Dataset excerpt:

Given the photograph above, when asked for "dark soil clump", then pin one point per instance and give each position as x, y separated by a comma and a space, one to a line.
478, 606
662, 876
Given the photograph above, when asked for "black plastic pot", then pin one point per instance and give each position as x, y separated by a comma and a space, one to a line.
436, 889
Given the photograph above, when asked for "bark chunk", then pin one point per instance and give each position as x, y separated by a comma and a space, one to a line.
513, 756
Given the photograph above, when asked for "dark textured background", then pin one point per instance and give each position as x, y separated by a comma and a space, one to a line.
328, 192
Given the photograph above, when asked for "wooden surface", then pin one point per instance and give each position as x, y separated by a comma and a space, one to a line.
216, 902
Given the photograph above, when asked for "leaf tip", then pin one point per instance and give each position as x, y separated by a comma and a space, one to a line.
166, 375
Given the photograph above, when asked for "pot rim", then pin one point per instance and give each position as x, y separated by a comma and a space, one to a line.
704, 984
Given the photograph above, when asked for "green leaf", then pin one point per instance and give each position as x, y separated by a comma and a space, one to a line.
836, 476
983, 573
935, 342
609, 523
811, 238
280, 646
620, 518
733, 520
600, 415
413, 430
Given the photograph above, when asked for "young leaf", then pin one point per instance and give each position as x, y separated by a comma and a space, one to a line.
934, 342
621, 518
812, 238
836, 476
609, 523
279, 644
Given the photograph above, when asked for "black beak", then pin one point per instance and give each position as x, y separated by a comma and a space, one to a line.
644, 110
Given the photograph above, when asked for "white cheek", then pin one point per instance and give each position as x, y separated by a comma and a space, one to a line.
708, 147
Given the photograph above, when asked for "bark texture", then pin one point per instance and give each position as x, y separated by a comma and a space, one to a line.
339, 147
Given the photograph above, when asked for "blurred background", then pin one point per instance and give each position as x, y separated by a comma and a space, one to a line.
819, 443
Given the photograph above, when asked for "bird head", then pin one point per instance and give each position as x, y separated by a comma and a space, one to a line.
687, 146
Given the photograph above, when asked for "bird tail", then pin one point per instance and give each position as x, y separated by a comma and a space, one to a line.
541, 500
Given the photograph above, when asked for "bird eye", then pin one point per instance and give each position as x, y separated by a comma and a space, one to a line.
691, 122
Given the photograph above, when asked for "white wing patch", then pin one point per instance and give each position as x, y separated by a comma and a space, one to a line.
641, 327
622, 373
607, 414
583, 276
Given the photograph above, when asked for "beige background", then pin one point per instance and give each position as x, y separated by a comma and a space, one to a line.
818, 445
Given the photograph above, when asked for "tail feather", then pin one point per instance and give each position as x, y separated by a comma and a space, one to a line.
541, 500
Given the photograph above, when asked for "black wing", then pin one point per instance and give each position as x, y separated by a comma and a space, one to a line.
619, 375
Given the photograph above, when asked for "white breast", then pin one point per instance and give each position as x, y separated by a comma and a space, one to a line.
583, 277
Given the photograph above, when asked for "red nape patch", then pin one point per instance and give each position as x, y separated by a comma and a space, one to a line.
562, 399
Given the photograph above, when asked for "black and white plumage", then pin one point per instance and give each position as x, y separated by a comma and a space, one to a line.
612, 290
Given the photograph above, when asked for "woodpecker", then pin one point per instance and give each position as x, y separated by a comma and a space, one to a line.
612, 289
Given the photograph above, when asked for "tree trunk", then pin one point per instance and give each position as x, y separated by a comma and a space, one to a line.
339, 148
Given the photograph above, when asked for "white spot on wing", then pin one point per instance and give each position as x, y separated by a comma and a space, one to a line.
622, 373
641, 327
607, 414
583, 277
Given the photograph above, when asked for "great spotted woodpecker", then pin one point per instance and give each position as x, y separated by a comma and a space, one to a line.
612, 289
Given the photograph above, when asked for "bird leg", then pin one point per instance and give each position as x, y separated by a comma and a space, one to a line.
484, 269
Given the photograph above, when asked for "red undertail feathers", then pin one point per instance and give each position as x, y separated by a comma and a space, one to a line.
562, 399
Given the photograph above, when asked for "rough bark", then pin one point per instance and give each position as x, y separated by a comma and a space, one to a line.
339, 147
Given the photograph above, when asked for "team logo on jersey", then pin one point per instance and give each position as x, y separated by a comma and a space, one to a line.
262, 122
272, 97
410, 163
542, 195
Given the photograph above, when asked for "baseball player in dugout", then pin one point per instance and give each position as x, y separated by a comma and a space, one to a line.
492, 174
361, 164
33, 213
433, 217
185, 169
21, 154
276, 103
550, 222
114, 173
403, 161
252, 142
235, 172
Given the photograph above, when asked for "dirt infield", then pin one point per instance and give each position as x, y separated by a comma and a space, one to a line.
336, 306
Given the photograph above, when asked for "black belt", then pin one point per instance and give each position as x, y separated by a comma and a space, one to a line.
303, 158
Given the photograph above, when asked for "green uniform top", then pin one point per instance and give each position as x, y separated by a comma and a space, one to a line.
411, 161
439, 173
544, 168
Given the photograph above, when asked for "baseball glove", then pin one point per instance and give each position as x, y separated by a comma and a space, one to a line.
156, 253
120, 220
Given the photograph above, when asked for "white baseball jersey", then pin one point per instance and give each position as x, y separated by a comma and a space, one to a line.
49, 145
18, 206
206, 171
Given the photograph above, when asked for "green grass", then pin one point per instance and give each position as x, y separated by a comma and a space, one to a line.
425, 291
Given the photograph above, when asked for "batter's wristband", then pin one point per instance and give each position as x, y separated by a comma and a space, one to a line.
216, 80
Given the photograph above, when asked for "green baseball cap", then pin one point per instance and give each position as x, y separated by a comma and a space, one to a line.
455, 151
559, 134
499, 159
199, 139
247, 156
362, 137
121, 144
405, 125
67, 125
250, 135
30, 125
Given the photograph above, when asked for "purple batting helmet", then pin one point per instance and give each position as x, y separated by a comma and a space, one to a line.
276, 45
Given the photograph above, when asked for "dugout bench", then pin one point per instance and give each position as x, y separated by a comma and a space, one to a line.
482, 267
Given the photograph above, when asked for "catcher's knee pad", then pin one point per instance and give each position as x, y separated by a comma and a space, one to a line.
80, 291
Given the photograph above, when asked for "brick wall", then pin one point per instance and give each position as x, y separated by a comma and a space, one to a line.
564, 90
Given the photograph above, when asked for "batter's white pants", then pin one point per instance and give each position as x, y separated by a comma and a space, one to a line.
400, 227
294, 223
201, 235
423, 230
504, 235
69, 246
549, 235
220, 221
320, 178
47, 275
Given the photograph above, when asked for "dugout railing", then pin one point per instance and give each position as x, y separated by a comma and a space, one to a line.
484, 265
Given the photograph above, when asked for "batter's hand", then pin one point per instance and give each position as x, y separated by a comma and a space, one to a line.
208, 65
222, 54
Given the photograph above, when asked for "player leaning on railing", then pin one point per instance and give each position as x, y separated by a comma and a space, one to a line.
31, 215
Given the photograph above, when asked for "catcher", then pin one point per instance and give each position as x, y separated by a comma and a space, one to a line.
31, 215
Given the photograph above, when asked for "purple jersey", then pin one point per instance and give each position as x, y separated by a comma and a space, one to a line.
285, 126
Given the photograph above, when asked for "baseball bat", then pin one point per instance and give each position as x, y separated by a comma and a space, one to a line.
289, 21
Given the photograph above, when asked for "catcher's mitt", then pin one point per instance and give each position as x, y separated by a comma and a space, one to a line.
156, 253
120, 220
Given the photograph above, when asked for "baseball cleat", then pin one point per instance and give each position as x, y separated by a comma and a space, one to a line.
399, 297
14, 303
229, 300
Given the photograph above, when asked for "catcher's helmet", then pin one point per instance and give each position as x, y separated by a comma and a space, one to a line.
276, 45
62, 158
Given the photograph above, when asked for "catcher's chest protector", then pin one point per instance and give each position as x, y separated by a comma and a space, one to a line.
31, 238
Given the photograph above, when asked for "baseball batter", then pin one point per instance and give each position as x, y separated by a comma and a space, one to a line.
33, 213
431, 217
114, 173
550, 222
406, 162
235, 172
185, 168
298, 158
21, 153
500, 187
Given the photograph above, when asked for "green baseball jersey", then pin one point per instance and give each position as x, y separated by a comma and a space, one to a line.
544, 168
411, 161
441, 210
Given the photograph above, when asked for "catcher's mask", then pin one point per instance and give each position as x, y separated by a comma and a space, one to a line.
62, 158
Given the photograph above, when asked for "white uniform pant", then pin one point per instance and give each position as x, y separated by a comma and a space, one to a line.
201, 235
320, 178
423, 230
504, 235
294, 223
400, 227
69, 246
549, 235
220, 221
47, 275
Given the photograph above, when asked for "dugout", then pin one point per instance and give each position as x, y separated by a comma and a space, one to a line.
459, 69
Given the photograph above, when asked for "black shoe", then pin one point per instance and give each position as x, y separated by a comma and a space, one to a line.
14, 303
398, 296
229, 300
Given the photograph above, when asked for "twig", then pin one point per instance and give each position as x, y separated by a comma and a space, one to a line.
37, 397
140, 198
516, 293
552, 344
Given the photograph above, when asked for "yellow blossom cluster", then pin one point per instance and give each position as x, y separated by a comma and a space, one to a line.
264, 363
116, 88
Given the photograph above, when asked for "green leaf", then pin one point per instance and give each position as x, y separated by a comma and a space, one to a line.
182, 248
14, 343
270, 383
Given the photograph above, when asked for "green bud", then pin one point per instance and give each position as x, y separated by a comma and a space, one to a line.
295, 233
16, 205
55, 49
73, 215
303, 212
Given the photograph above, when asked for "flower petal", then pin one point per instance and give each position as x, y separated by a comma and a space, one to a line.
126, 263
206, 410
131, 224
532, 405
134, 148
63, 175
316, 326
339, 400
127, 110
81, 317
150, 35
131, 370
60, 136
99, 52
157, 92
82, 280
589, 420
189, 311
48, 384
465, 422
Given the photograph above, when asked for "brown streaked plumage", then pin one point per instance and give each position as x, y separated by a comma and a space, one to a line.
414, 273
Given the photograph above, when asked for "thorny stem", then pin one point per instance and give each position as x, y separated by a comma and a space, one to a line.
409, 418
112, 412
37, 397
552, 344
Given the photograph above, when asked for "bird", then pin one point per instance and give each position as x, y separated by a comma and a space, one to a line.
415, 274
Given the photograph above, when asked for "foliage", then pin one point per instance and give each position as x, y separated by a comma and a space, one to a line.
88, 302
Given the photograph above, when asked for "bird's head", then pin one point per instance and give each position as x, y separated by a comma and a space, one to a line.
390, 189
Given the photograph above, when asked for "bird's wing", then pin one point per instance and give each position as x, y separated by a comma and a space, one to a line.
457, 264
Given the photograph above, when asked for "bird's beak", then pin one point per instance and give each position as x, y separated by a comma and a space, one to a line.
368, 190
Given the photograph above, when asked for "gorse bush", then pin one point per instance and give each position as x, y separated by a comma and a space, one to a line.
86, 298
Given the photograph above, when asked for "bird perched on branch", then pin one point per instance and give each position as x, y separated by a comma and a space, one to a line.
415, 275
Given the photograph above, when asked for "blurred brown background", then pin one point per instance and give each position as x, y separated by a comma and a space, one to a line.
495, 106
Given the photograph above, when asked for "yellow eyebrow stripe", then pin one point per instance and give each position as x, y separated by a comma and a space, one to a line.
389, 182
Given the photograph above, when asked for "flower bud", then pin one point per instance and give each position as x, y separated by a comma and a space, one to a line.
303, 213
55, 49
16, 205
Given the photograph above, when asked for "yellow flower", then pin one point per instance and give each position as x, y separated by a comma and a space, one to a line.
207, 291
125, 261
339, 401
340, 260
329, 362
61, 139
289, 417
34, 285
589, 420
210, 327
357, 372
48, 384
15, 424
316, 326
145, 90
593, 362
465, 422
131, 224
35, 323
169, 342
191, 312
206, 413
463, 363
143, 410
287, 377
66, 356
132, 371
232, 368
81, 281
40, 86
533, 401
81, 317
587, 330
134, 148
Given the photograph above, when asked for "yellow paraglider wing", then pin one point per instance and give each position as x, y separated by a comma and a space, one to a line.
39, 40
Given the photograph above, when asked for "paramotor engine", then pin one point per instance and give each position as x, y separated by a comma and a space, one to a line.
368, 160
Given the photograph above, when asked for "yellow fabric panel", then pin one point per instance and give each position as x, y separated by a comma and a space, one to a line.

- **PROBLEM TO SOLVE**: Please identify each line of the records that contains the word "blurred" and copy those lines out in full. Treat the match as case-sensitive.

- **WORKED ANSWER**:
Given the photograph above, when asked for "blurred background", then pin one point per instance and give each position as x, y separated by a comma and a space, one to a line.
Given the photograph above, when asked for "blurred brown background", then pin one point per instance and give each position as x, y separated by a comma and a space, one to a line.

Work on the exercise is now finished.